- **PROBLEM STATEMENT**
Scale the lines between the line holding "Subject = grey jacket" and the line holding "547,364 -> 672,543", inclusive, by rewriting them with every box coordinate multiplied by 1.2 and rounded to a whole number, with halves rounded up. Keep the request lines in the output, including their format sample, and leave their numbers unchanged.
— BEGIN —
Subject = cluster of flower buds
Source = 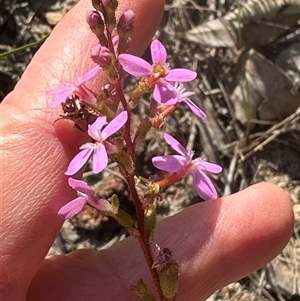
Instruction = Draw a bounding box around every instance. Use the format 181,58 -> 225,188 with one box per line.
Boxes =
47,0 -> 222,300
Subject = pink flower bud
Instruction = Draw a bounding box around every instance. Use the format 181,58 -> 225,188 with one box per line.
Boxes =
91,44 -> 111,67
118,9 -> 135,31
86,10 -> 103,31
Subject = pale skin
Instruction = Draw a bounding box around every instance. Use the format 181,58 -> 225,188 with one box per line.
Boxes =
0,0 -> 293,301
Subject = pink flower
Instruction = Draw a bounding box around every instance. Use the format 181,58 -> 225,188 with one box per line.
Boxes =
58,178 -> 113,219
119,40 -> 197,105
174,83 -> 207,120
46,66 -> 101,109
65,111 -> 128,175
152,134 -> 222,201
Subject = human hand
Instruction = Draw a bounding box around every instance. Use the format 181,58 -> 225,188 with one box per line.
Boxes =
0,0 -> 293,301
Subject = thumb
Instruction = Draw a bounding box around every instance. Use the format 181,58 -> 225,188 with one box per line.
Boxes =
0,0 -> 163,300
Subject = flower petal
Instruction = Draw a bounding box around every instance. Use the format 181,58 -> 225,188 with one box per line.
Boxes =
87,199 -> 113,211
65,143 -> 93,176
182,98 -> 207,120
152,155 -> 186,172
153,81 -> 178,105
193,158 -> 222,173
92,143 -> 108,173
76,65 -> 102,86
164,133 -> 191,159
102,111 -> 128,140
165,68 -> 197,82
58,197 -> 86,219
68,178 -> 95,196
191,170 -> 218,201
88,116 -> 107,141
119,53 -> 152,77
150,40 -> 167,64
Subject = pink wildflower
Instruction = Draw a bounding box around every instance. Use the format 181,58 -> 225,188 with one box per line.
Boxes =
119,40 -> 197,105
65,111 -> 128,175
152,134 -> 222,201
46,66 -> 101,109
58,178 -> 113,219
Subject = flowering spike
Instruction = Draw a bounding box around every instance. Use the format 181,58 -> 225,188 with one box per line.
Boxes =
86,10 -> 108,46
119,40 -> 197,104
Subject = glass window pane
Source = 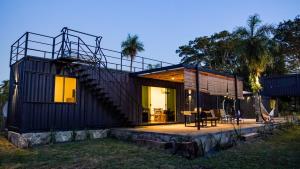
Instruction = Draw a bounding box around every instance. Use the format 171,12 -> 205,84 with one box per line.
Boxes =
64,77 -> 76,103
54,76 -> 64,102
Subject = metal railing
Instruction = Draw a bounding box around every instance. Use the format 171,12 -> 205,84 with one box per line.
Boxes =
10,28 -> 172,72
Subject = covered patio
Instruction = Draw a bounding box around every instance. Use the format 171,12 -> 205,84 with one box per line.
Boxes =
135,64 -> 243,130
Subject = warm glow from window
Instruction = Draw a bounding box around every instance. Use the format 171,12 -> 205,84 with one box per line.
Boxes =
54,76 -> 76,103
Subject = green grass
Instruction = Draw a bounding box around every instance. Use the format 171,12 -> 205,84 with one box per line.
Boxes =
0,127 -> 300,169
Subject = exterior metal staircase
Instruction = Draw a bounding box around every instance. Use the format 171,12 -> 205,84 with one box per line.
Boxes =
54,28 -> 142,126
9,27 -> 172,125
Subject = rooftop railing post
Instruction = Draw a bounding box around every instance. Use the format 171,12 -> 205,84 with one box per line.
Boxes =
24,32 -> 29,57
9,45 -> 13,66
61,32 -> 65,57
69,41 -> 72,56
234,75 -> 240,125
16,41 -> 20,61
77,37 -> 80,59
121,53 -> 123,71
52,38 -> 55,59
196,63 -> 200,130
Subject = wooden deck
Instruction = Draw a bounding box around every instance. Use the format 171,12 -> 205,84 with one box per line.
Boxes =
113,118 -> 284,136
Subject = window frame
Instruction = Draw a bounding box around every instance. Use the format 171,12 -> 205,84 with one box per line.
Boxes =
53,75 -> 78,104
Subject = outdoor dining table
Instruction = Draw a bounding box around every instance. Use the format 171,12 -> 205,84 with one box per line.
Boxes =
182,111 -> 218,127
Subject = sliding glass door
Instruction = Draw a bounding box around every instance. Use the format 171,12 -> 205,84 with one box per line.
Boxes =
142,86 -> 176,123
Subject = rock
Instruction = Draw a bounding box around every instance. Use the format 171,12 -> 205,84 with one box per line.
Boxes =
75,130 -> 87,141
135,139 -> 167,149
172,141 -> 199,159
7,131 -> 30,148
55,131 -> 72,143
22,132 -> 50,146
242,133 -> 259,141
89,129 -> 109,139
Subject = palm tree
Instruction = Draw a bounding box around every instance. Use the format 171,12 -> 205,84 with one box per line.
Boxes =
234,14 -> 274,93
121,34 -> 144,72
234,14 -> 274,121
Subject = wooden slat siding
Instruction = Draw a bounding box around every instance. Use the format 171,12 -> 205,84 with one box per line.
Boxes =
262,74 -> 300,97
184,69 -> 243,99
184,69 -> 197,90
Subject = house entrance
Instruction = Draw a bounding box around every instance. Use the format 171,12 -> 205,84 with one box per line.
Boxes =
142,86 -> 176,123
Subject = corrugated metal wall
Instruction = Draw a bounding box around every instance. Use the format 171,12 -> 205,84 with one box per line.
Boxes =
262,74 -> 300,97
9,57 -> 125,132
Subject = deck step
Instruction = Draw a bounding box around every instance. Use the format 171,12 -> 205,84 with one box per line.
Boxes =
242,133 -> 259,141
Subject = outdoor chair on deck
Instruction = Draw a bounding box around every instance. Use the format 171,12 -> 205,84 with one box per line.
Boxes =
220,109 -> 232,123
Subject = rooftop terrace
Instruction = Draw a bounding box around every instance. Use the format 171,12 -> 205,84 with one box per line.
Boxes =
10,27 -> 172,72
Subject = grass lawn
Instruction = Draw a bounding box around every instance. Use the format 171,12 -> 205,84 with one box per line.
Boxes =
0,127 -> 300,169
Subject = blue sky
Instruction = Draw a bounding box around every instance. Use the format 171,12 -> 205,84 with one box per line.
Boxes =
0,0 -> 300,80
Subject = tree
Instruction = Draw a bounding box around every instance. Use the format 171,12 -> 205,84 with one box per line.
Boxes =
176,31 -> 239,73
274,15 -> 300,72
121,34 -> 144,72
234,14 -> 274,93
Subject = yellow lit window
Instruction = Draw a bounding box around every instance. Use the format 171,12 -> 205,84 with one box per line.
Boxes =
54,76 -> 76,103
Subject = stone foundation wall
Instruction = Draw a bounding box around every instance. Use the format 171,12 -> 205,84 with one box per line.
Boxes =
8,129 -> 110,148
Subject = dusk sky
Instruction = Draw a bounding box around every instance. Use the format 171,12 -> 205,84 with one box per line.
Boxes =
0,0 -> 300,80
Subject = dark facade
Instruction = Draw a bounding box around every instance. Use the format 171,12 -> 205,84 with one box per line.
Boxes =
261,74 -> 300,97
261,74 -> 300,112
7,28 -> 244,133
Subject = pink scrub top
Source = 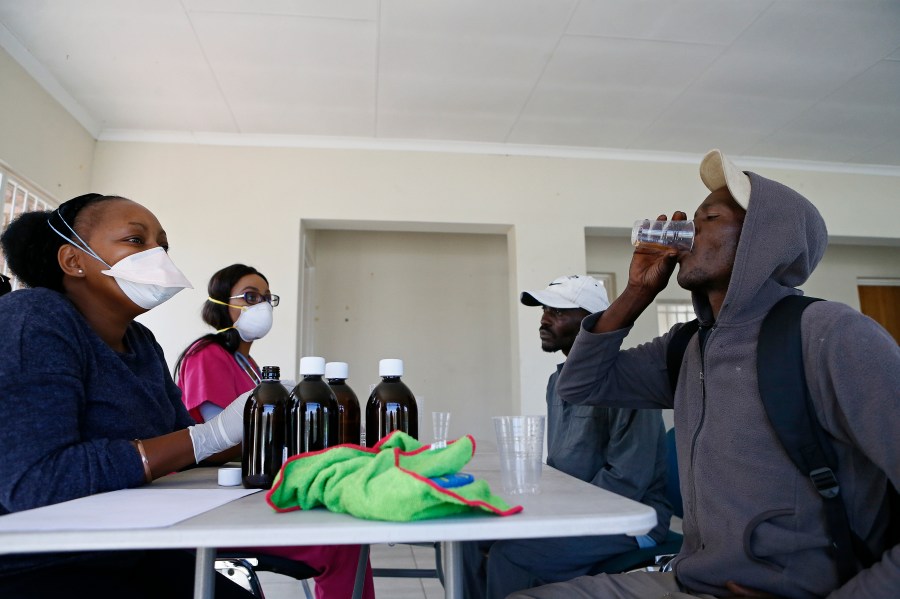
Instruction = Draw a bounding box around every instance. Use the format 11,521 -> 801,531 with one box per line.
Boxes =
178,343 -> 256,422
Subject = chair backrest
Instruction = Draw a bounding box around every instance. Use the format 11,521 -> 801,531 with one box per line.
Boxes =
666,427 -> 684,518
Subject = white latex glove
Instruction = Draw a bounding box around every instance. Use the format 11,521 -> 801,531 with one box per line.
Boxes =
188,391 -> 253,464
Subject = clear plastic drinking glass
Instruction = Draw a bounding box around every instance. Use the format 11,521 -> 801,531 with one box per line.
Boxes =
631,219 -> 694,252
494,416 -> 544,494
431,412 -> 450,449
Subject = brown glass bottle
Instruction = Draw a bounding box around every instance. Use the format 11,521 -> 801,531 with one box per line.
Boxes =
288,357 -> 339,456
325,362 -> 360,445
366,359 -> 419,447
241,366 -> 288,489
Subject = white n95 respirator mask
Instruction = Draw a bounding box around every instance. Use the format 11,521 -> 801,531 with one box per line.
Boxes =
206,297 -> 272,341
47,212 -> 193,310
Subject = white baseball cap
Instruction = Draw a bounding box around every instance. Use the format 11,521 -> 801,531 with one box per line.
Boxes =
700,150 -> 750,210
519,275 -> 609,314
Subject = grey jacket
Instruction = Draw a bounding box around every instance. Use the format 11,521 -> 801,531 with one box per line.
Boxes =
558,173 -> 900,599
547,364 -> 672,543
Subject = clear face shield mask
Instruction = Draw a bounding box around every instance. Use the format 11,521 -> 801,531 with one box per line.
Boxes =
47,211 -> 193,310
206,296 -> 278,342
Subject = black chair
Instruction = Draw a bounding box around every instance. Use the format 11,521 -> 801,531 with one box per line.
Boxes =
590,428 -> 684,575
372,542 -> 444,585
215,551 -> 319,599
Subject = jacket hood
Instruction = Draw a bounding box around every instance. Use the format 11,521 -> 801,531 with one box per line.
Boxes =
694,172 -> 828,325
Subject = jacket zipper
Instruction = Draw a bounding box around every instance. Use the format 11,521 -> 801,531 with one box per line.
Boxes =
690,325 -> 716,547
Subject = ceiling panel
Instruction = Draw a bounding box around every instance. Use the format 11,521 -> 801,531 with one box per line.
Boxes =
510,36 -> 721,147
750,60 -> 900,162
193,13 -> 376,136
378,0 -> 574,141
182,0 -> 379,21
0,0 -> 234,131
0,0 -> 900,167
567,0 -> 772,45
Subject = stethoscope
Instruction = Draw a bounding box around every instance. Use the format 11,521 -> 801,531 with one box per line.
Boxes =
234,352 -> 262,385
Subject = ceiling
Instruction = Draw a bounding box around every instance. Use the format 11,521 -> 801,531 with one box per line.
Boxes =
0,0 -> 900,173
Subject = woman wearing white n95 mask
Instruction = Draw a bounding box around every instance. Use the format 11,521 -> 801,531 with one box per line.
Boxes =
0,194 -> 250,599
175,264 -> 375,599
175,264 -> 279,422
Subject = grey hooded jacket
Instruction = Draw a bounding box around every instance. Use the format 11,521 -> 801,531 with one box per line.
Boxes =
557,173 -> 900,599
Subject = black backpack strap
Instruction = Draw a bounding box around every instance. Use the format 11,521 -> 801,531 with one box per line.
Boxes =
666,318 -> 700,393
756,295 -> 862,582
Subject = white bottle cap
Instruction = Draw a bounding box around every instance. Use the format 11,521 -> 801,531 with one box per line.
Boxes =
300,356 -> 325,376
378,358 -> 403,376
325,362 -> 350,380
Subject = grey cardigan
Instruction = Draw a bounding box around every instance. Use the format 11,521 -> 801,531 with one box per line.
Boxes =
558,173 -> 900,599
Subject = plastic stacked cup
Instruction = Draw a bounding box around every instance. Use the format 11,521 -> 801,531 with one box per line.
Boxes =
494,416 -> 544,494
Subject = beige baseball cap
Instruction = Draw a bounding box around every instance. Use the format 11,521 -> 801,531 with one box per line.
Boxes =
700,150 -> 750,210
519,275 -> 609,314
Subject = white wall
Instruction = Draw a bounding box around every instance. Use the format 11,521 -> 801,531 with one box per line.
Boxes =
0,39 -> 900,438
311,231 -> 510,441
86,142 -> 900,438
0,50 -> 95,201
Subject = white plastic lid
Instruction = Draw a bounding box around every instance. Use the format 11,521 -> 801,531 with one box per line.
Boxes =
378,358 -> 403,376
325,362 -> 350,380
300,356 -> 325,376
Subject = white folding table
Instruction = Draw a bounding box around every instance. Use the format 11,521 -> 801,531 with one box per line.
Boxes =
0,454 -> 656,599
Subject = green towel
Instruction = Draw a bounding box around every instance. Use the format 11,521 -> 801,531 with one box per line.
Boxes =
266,431 -> 522,522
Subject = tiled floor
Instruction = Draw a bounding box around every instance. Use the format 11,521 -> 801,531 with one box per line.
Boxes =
253,518 -> 681,599
259,545 -> 444,599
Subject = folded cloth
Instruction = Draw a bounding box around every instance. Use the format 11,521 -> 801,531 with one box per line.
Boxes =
266,431 -> 522,522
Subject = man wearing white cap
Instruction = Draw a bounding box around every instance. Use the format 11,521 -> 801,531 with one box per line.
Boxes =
514,150 -> 900,599
463,275 -> 672,599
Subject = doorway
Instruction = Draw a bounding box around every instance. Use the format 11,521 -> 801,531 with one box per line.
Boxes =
858,279 -> 900,343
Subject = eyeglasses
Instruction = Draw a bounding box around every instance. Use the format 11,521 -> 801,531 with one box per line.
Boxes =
228,291 -> 281,308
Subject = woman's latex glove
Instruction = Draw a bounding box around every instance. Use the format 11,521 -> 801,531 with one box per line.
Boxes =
188,391 -> 253,464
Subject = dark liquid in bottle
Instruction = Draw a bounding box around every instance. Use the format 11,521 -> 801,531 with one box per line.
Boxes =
328,379 -> 360,445
366,376 -> 419,447
288,375 -> 340,455
241,366 -> 288,489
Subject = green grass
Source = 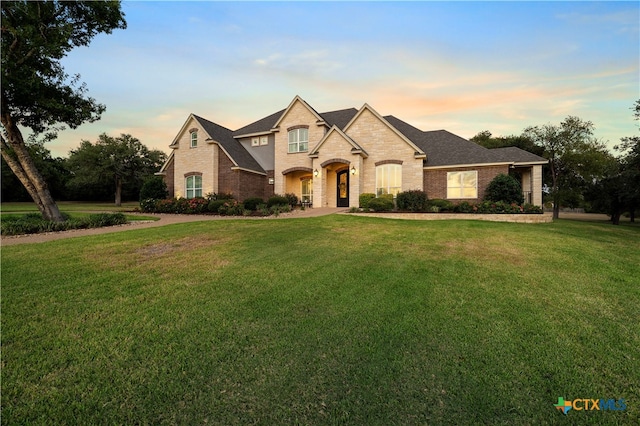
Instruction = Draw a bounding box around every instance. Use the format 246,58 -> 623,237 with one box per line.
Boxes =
1,215 -> 640,425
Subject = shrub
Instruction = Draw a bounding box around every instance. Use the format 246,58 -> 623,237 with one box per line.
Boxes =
522,203 -> 542,214
284,194 -> 300,207
267,195 -> 290,207
396,189 -> 429,212
218,200 -> 244,216
427,198 -> 453,213
207,200 -> 227,214
0,213 -> 127,235
243,197 -> 264,212
453,201 -> 477,213
204,192 -> 233,201
369,197 -> 393,212
140,176 -> 169,203
359,192 -> 376,210
484,173 -> 524,205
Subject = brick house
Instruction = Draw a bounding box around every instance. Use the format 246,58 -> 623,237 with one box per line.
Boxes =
158,96 -> 547,207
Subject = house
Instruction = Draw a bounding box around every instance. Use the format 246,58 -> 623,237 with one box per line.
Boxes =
158,96 -> 547,207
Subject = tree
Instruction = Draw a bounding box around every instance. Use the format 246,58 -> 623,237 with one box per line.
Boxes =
67,133 -> 166,206
0,141 -> 69,202
469,130 -> 544,156
484,173 -> 524,205
523,116 -> 613,219
0,1 -> 126,221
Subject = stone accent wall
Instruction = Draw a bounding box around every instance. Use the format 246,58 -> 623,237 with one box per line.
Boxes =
273,101 -> 325,194
173,119 -> 219,197
423,164 -> 509,203
162,157 -> 175,198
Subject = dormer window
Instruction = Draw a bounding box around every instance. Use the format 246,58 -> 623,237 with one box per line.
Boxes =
289,127 -> 309,153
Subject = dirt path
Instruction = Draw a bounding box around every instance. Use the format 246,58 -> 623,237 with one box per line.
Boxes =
0,208 -> 345,247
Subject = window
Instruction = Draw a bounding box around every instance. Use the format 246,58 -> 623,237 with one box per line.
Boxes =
447,170 -> 478,198
376,164 -> 402,197
300,179 -> 313,204
289,128 -> 309,153
185,175 -> 202,198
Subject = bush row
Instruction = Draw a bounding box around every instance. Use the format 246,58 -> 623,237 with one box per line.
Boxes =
1,213 -> 127,235
354,190 -> 542,214
140,194 -> 298,216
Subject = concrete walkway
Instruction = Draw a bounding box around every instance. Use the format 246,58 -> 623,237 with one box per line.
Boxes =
0,207 -> 347,247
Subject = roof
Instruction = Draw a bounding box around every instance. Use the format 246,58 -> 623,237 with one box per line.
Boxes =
193,114 -> 265,173
385,115 -> 547,167
184,96 -> 547,173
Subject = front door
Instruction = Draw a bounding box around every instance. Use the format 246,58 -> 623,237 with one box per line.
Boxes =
337,169 -> 349,207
— END —
- **RESPONSE BELOW**
Subject = grey jacket
Instruction = Draw a bounding box around every instance. Use the format 11,521 -> 801,531 with one box per line.
Boxes =
670,208 -> 1080,719
656,437 -> 806,652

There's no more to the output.